WHAT YOU ARE ASKED TO DO: Render every line of the material below as a JSON list of strings, one string per line, omitting blank lines.

TASK MATERIAL:
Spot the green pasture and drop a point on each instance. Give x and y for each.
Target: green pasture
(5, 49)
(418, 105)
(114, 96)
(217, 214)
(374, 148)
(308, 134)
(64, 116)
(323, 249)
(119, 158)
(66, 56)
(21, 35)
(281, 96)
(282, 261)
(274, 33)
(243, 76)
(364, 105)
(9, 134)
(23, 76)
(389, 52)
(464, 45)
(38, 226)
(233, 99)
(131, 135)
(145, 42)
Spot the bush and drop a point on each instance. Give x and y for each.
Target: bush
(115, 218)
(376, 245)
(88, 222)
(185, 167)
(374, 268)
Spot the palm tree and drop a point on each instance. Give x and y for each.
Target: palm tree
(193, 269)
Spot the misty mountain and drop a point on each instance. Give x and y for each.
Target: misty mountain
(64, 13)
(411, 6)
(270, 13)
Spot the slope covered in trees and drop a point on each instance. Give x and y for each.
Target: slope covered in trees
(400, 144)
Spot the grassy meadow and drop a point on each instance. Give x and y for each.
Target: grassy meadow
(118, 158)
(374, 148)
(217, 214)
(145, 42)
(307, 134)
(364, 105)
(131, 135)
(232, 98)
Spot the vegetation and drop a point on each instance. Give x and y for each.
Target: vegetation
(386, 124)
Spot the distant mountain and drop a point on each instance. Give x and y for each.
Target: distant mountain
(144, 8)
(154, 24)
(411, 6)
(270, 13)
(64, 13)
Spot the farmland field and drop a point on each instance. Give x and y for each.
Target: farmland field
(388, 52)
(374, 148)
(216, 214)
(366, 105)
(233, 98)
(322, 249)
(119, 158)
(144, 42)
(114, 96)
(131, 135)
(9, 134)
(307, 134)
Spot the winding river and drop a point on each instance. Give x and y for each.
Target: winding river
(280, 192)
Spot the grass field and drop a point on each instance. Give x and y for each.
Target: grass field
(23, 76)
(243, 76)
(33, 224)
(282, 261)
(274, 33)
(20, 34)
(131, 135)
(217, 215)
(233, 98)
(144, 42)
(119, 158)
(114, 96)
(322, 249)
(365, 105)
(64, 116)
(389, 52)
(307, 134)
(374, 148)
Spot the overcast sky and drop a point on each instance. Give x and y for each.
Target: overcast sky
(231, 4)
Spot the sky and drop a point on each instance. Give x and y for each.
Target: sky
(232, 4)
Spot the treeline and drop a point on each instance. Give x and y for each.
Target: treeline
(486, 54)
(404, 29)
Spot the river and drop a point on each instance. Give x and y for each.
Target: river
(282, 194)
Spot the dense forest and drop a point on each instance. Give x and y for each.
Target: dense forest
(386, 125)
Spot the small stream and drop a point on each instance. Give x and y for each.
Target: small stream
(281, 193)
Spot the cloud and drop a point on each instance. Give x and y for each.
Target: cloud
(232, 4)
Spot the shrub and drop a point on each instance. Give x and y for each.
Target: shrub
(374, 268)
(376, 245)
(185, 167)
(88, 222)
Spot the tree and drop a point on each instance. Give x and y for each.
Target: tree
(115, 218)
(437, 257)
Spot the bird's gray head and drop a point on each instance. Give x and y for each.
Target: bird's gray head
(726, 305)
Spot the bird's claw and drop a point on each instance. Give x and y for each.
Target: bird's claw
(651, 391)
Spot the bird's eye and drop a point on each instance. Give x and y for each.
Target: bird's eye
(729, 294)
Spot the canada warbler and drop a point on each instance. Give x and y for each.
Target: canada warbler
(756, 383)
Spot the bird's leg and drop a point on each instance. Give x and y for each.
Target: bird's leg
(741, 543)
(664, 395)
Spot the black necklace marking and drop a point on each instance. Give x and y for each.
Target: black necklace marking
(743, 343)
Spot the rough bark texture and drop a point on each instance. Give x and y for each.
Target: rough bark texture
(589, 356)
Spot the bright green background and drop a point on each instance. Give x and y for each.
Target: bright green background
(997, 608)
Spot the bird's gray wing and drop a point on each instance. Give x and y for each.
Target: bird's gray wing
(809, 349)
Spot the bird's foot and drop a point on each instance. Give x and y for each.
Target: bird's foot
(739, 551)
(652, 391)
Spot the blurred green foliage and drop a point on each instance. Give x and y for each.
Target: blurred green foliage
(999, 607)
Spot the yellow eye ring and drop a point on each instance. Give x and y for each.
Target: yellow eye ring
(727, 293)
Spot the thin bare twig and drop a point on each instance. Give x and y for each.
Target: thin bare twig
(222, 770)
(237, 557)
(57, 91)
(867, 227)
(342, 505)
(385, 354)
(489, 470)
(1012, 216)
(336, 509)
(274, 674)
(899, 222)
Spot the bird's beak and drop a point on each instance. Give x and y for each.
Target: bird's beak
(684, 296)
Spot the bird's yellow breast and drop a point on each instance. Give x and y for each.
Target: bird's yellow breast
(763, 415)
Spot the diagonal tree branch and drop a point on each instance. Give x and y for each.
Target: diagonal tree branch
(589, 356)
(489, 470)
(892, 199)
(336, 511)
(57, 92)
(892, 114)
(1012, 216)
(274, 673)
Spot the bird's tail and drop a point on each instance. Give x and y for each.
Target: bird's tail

REPLY:
[
  "Spot the green pasture and drop a point on each instance. Give x and y for each.",
  "Target: green pasture",
  "(5, 49)",
  "(418, 105)",
  "(114, 96)",
  "(217, 214)",
  "(374, 148)",
  "(308, 134)",
  "(64, 116)",
  "(323, 249)",
  "(119, 158)",
  "(66, 56)",
  "(21, 35)",
  "(281, 96)",
  "(282, 261)",
  "(274, 33)",
  "(243, 76)",
  "(364, 105)",
  "(9, 134)",
  "(23, 76)",
  "(389, 52)",
  "(464, 45)",
  "(38, 226)",
  "(233, 99)",
  "(131, 135)",
  "(145, 42)",
  "Spot the bush and drop a point on each instance. Give x and y for each.",
  "Target: bush",
  "(115, 218)",
  "(376, 245)",
  "(88, 222)",
  "(185, 167)",
  "(374, 268)",
  "Spot the palm tree and drop a point on each instance. Give x and y for each.",
  "Target: palm tree",
  "(193, 269)",
  "Spot the misty mountain and drop a point on each instance. Give x and y for each.",
  "Target: misty mountain",
  "(64, 13)",
  "(411, 6)",
  "(270, 13)",
  "Spot the slope covered in trees and drop a point on each instance. Give x and y for each.",
  "Target: slope covered in trees",
  "(400, 144)",
  "Spot the grassy meadow and drop a point on each instance. Give x and y for each.",
  "Target: grassy meadow",
  "(118, 158)",
  "(374, 148)",
  "(217, 214)",
  "(145, 42)",
  "(307, 134)",
  "(364, 105)",
  "(131, 135)",
  "(232, 98)",
  "Spot the vegetation and drop a point on each instance. Give x and y for each.",
  "Target: vegetation",
  "(386, 124)",
  "Spot the distant mountain and drop a point on each instance. Give x and y for each.",
  "Target: distant mountain",
  "(144, 8)",
  "(154, 24)",
  "(411, 6)",
  "(270, 13)",
  "(64, 13)",
  "Spot the farmland field and drop a point on each instance. Give x and y for each.",
  "Target: farmland field",
  "(388, 52)",
  "(374, 148)",
  "(216, 214)",
  "(366, 105)",
  "(233, 98)",
  "(322, 249)",
  "(119, 158)",
  "(144, 42)",
  "(114, 96)",
  "(131, 135)",
  "(9, 134)",
  "(307, 134)",
  "Spot the winding river and drop a point on each instance. Give x and y for each.",
  "Target: winding river",
  "(280, 192)",
  "Spot the grass field and drop a point on each instance. Give x and y for each.",
  "Target: grass field",
  "(23, 76)",
  "(243, 76)",
  "(33, 224)",
  "(282, 261)",
  "(274, 33)",
  "(20, 34)",
  "(131, 135)",
  "(217, 215)",
  "(233, 98)",
  "(144, 42)",
  "(119, 158)",
  "(114, 96)",
  "(322, 249)",
  "(365, 105)",
  "(64, 116)",
  "(389, 52)",
  "(307, 134)",
  "(374, 148)",
  "Spot the overcast sky and drop a point on each instance. Give x and y for each.",
  "Target: overcast sky",
  "(231, 4)",
  "Spot the sky and drop a point on each instance. Give x and y for each.",
  "Target: sky",
  "(232, 4)",
  "Spot the treeline and drop a point on each instance. Give x and y for each.",
  "Target: treeline",
  "(486, 54)",
  "(404, 29)",
  "Spot the river and drop a point on each instance. Give x and y for each.",
  "Target: river",
  "(282, 194)",
  "Spot the dense forest and drop a point on each instance. Give x and y for each.",
  "Target: dense forest",
  "(386, 125)",
  "Spot the small stream and drop a point on each instance. Give x and y for each.",
  "Target: small stream",
  "(281, 193)",
  "Spot the cloud and drop a point on each instance. Give x and y for each.",
  "Target: cloud",
  "(232, 4)",
  "Spot the shrub and drop a point on each instance. Give x and y for each.",
  "Target: shrub",
  "(374, 268)",
  "(376, 245)",
  "(185, 167)",
  "(88, 222)",
  "Spot the tree and drop a point on each instance. Give x and y for each.",
  "Target: tree",
  "(115, 218)",
  "(437, 257)",
  "Spot the bird's gray head and drop a point on each instance. Give x and y for each.",
  "Target: bird's gray head",
  "(726, 305)",
  "Spot the bird's claw and drop a point on each instance. Give x and y for each.",
  "Target: bird's claw",
  "(651, 391)",
  "Spot the bird's eye and drop a point on each instance. Give x and y for each.",
  "Target: bird's eye",
  "(729, 294)",
  "Spot the canada warbler and drop a point on each instance. Give x and y for each.",
  "Target: canada warbler",
  "(756, 383)",
  "Spot the bird's leg and drop a point on each instance. Give x and y for each.",
  "Target: bird's leg",
  "(741, 543)",
  "(664, 395)",
  "Spot the black necklace marking and drop a point on each instance. Give x and y for each.",
  "Target: black necklace marking",
  "(743, 343)",
  "Spot the rough bark texture and drop a point on each instance. Give x and y for each.",
  "Target: rough bark texture",
  "(589, 356)",
  "Spot the bright green background and drop a point on each instance. Give x and y for each.",
  "Target: bright green background",
  "(997, 608)",
  "Spot the bird's gray wing and drop a point on each instance. Give x and y for each.",
  "Target: bird's gray wing",
  "(809, 349)",
  "Spot the bird's foot and drop a point on each instance. Give x and y for each.",
  "Target: bird's foot",
  "(739, 551)",
  "(652, 391)",
  "Spot the blurred green foliage and drop a point on each instance. Give x and y for each.",
  "Target: blurred green foliage",
  "(999, 607)",
  "Spot the yellow eye ring and drop a point on each instance. Give x and y for each.",
  "Target: yellow eye ring",
  "(727, 293)",
  "Spot the thin bare twig and drop a point on each instance. Give x and y for each.",
  "Target: thin bare twig",
  "(222, 770)",
  "(237, 557)",
  "(57, 91)",
  "(867, 227)",
  "(342, 505)",
  "(385, 354)",
  "(489, 470)",
  "(1012, 216)",
  "(336, 509)",
  "(274, 674)",
  "(899, 222)",
  "Spot the bird's beak and drop a point on each instance. Give x and y for each.",
  "Target: bird's beak",
  "(684, 296)",
  "Spot the bird's yellow breast and drop a point on each instance. Give x and y for each.",
  "Target: bird's yellow breast",
  "(763, 415)",
  "Spot the diagonal tree branch and drop a point on each instance. Give x and y for each.",
  "Target: diagonal tree branch",
  "(589, 356)",
  "(489, 470)",
  "(892, 199)",
  "(336, 511)",
  "(57, 92)",
  "(892, 114)",
  "(1012, 216)",
  "(274, 673)",
  "Spot the bird's tail and drop a point on each instance. Give x and y for each.",
  "Target: bird's tail"
]